##### Material provided

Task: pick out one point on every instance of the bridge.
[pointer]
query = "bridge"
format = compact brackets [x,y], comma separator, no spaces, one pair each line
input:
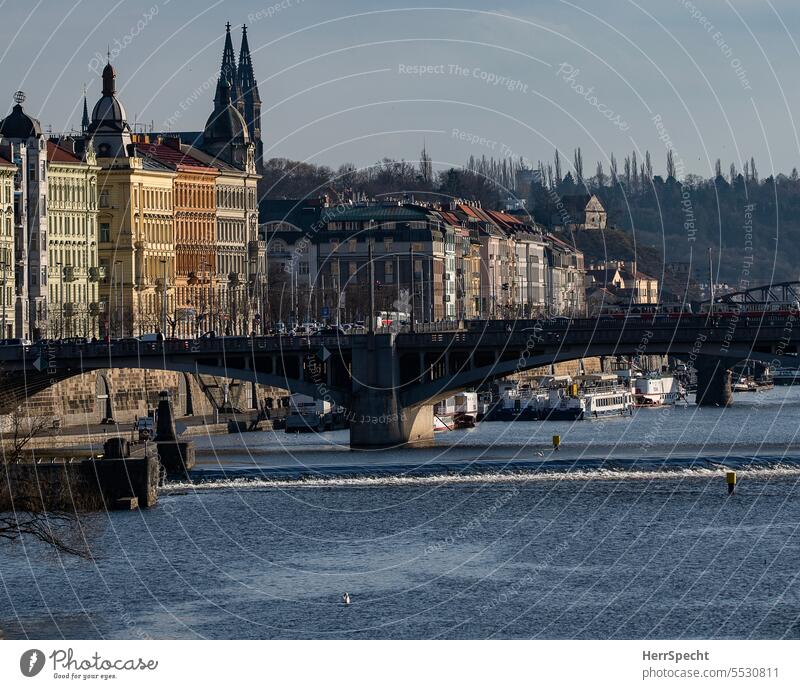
[387,382]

##########

Output the item above line for line, leaving out the picture.

* Written reply:
Task: pick out one point on every instance of the bridge.
[pointer]
query = "bridge"
format = compact brackets [x,y], comma separator, no spaces, one pair each line
input:
[387,382]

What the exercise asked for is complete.